_Exercise_
Using the article on the Emerade syringe alert below, decide whether each statement agrees with it, answering yes or no and quoting the words that settle it. 1. The blockage risk is limited to certain strengths of Emerade. 2. The MHRA is not recalling Emerade devices. 3. The defect was first identified during product testing in June 2018.

_Study text_
════════════════

There is a risk of some Emerade syringes failing to deliver adrenaline doses due to blockage of the needle, the Medicines and Healthcare products Regulatory Agency (MHRA) warned as it advised healthcare professionals to contact all affected patients and carers.
The medicines watchdog highlighted the risk in a July 11 drug alert.
The product defect, which affects an estimated 2.3 in every thousand pens, was first identified during product testing in June 2018 but is now judged to be more prevalent than first thought, Bausch & Lomb UK has informed the MHRA.
The potential for blockage is present in Emerade devices of all strengths. It does not apply to other marketed brands of adrenaline auto-injectors.
The MHRA said it would not be recalling Emerade devices, as different auto-injectors require specific training and advice for use and because there are “insufficient supplies available of alternative brands to support the removal of one brand”.
Healthcare professionals are advised to contact all patients and carers who have been supplied with Emerade devices to inform them of the risk and to “reinforce the advice to always carry two in-date adrenaline auto-injectors with them at all time”.
Patients’ risk of being affected by product defects is “substantially reduced” if this advice is followed, the MHRA said.
Lynne regent, CEO of the Anaphylaxis Campaign, advised patients: “We would like to take this opportunity to remind you and all individuals who are prescribed an adrenaline auto-injector to always carry two devices at all times, to use your auto-injector at the first signs of anaphylaxis and to call 999, ask for an ambulance and say anaphylaxis.”

════════════════

_Supplied information_
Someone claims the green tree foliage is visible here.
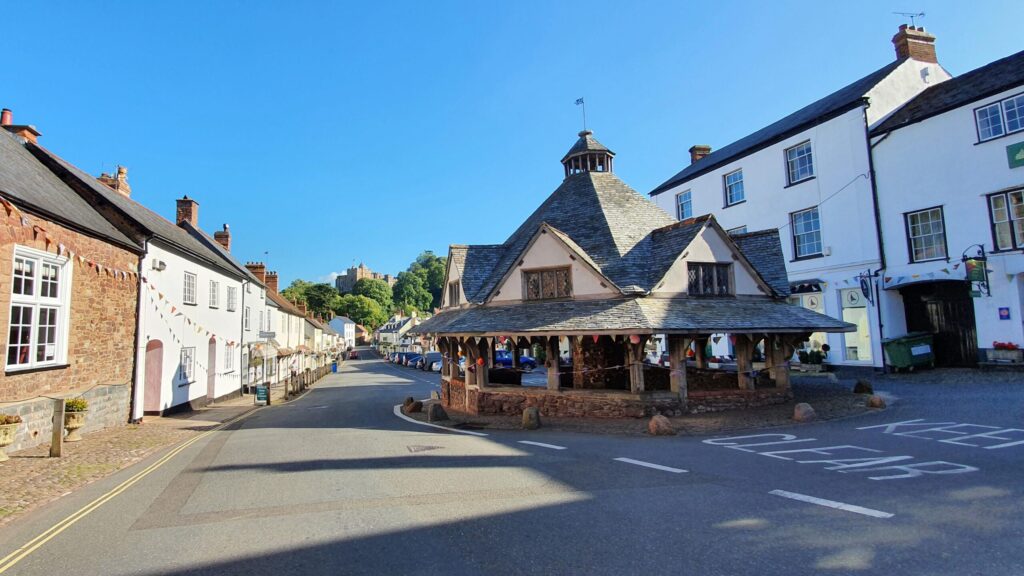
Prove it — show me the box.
[334,294,388,330]
[352,278,393,309]
[281,280,313,303]
[394,272,433,314]
[305,284,341,317]
[405,250,447,311]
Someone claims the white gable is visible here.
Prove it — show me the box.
[492,227,620,302]
[653,225,766,296]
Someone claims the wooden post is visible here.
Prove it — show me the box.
[50,398,65,458]
[693,336,708,370]
[732,334,754,390]
[545,336,559,390]
[667,334,690,404]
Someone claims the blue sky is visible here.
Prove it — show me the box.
[0,0,1024,284]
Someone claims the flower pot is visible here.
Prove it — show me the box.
[65,410,89,442]
[0,423,19,462]
[985,348,1024,363]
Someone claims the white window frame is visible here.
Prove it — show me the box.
[790,206,824,260]
[181,272,199,305]
[210,280,220,308]
[722,168,746,208]
[903,206,948,262]
[178,346,196,384]
[676,190,693,221]
[4,245,74,372]
[785,140,815,186]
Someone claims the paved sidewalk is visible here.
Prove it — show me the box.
[0,390,284,527]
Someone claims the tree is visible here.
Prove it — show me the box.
[398,250,447,310]
[305,284,341,316]
[352,278,393,311]
[334,294,388,330]
[281,280,313,303]
[394,272,433,313]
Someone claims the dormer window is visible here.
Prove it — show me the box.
[686,262,732,296]
[522,266,572,300]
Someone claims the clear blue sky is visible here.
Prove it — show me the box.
[0,0,1024,283]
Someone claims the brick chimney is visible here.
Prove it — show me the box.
[96,166,131,198]
[893,24,939,64]
[246,262,266,286]
[213,224,231,252]
[690,145,711,164]
[177,195,199,229]
[0,108,42,143]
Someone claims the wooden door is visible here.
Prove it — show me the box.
[900,282,978,366]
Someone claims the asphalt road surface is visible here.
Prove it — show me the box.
[0,348,1024,576]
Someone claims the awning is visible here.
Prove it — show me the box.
[790,278,822,294]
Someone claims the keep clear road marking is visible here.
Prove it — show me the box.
[519,440,565,450]
[615,458,686,474]
[769,490,895,518]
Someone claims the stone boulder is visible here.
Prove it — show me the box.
[647,414,676,436]
[793,402,817,422]
[853,379,874,394]
[427,404,449,422]
[522,406,541,430]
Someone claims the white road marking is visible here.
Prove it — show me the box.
[519,440,565,450]
[615,458,686,474]
[769,490,895,518]
[394,404,487,436]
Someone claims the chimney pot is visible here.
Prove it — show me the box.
[177,195,199,229]
[689,145,711,164]
[893,24,939,64]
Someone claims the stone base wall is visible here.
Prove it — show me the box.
[686,388,793,414]
[0,384,131,452]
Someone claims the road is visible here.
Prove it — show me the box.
[0,348,1024,576]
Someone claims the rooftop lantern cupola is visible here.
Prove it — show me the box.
[562,130,615,177]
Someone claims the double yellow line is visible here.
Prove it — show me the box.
[0,410,255,574]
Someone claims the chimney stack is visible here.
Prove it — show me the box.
[213,224,231,252]
[690,145,711,164]
[0,108,42,143]
[177,195,199,229]
[893,24,939,64]
[246,262,266,286]
[96,166,131,198]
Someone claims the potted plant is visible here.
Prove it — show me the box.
[65,398,89,442]
[0,414,22,462]
[985,341,1024,363]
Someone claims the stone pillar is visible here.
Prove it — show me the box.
[667,334,690,405]
[732,334,754,390]
[545,336,558,390]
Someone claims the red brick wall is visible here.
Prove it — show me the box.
[0,208,138,402]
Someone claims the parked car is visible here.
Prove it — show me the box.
[417,352,441,370]
[495,351,537,372]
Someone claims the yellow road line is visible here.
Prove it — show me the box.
[0,409,259,574]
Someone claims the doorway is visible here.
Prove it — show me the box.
[899,281,978,366]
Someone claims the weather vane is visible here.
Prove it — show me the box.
[893,12,925,28]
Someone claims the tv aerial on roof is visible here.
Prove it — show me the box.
[893,12,925,27]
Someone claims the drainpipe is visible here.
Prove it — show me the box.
[863,103,889,373]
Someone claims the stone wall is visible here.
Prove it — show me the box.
[0,209,138,409]
[0,384,131,452]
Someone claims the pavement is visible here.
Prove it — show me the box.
[0,348,1024,576]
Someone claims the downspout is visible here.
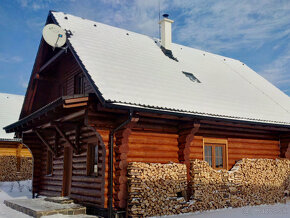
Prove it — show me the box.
[109,110,133,218]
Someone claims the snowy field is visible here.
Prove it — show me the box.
[0,180,290,218]
[0,180,32,218]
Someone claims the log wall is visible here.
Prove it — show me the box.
[190,136,280,169]
[127,131,179,163]
[38,147,63,196]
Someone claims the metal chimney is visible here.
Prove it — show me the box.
[159,14,174,50]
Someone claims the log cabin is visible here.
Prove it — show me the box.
[0,93,32,162]
[5,11,290,214]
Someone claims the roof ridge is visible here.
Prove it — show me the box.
[221,61,290,115]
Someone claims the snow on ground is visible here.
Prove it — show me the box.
[0,180,32,218]
[153,202,290,218]
[0,180,290,218]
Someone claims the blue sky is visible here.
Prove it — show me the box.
[0,0,290,96]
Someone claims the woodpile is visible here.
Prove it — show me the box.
[127,162,189,217]
[0,156,32,182]
[127,159,290,217]
[190,159,290,210]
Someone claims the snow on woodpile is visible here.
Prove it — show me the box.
[0,156,32,181]
[190,159,290,210]
[128,162,188,217]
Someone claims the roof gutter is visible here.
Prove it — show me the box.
[109,110,133,218]
[104,102,290,129]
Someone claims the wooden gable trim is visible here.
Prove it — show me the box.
[52,123,78,153]
[114,117,139,208]
[280,134,290,159]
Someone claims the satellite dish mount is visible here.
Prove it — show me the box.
[42,24,67,50]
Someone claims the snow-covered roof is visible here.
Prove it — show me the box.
[52,12,290,125]
[0,93,24,141]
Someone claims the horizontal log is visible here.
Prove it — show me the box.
[72,162,87,170]
[127,150,178,158]
[38,190,61,197]
[40,179,62,186]
[228,142,279,150]
[71,182,102,190]
[69,194,102,207]
[72,156,87,163]
[228,148,280,156]
[190,146,203,153]
[129,135,178,145]
[228,138,279,145]
[72,176,103,183]
[127,157,179,163]
[228,154,277,160]
[41,185,62,192]
[130,131,178,139]
[128,144,179,152]
[43,175,63,181]
[198,129,277,139]
[71,187,102,198]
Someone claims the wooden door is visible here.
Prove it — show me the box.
[61,146,73,196]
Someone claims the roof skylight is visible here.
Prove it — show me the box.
[182,71,201,83]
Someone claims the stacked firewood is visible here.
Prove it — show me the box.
[128,162,188,217]
[232,159,290,207]
[190,160,230,211]
[0,156,32,181]
[190,159,290,210]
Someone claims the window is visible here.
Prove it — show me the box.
[87,144,99,176]
[182,71,200,83]
[203,139,227,169]
[74,74,85,94]
[46,151,53,175]
[16,157,21,173]
[59,81,67,96]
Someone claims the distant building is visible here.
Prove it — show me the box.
[0,93,32,162]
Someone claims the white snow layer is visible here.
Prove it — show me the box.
[0,180,32,218]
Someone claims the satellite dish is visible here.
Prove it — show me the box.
[42,24,66,48]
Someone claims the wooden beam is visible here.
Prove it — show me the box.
[280,134,290,159]
[54,131,60,156]
[34,129,55,155]
[75,125,81,151]
[38,49,65,73]
[52,123,78,152]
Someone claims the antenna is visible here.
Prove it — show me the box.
[158,0,161,39]
[42,24,67,50]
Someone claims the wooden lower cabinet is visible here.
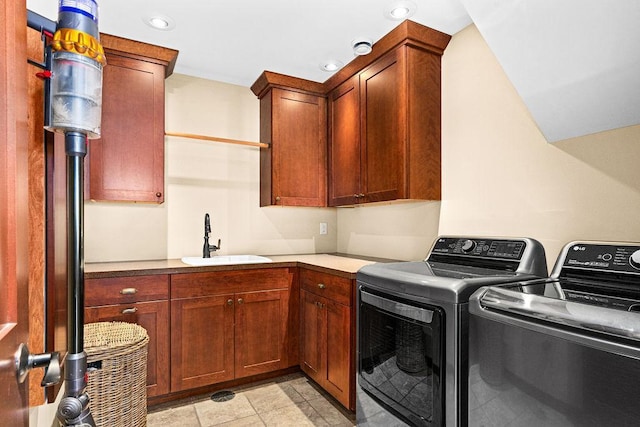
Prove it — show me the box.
[171,268,298,392]
[300,270,355,410]
[84,275,170,397]
[171,294,234,391]
[235,289,289,378]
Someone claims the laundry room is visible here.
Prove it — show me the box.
[5,0,640,427]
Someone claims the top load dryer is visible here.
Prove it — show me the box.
[356,236,548,426]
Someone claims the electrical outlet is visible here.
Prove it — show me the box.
[320,222,327,234]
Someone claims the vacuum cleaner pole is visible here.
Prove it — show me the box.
[45,0,106,427]
[58,132,96,427]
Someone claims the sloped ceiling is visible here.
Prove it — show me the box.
[462,0,640,143]
[27,0,640,142]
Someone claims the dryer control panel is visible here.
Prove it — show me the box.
[562,243,640,274]
[431,237,527,260]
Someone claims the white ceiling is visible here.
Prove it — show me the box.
[27,0,471,86]
[27,0,640,141]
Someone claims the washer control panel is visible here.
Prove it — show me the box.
[431,237,524,262]
[562,243,640,274]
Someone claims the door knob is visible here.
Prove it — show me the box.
[15,343,60,387]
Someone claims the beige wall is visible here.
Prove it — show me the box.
[440,26,640,267]
[85,26,640,266]
[85,74,337,262]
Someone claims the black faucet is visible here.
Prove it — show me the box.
[202,213,220,258]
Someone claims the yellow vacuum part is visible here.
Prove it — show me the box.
[51,28,107,65]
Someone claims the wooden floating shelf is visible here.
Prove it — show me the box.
[164,132,269,148]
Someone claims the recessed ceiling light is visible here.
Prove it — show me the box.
[320,60,344,73]
[351,39,373,55]
[384,0,418,21]
[142,15,176,31]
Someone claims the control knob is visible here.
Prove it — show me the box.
[629,249,640,270]
[460,239,476,254]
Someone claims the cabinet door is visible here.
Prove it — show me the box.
[329,76,366,206]
[261,88,327,206]
[171,294,234,392]
[300,290,327,386]
[235,289,289,378]
[84,301,169,396]
[88,52,165,203]
[360,49,407,202]
[323,300,355,408]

════════════════

_Expected output_
1. No: "The potential for blockage is present in Emerade devices of all strengths."
2. Yes: "The MHRA said it would not be recalling Emerade devices"
3. Yes: "was first identified during product testing in June 2018"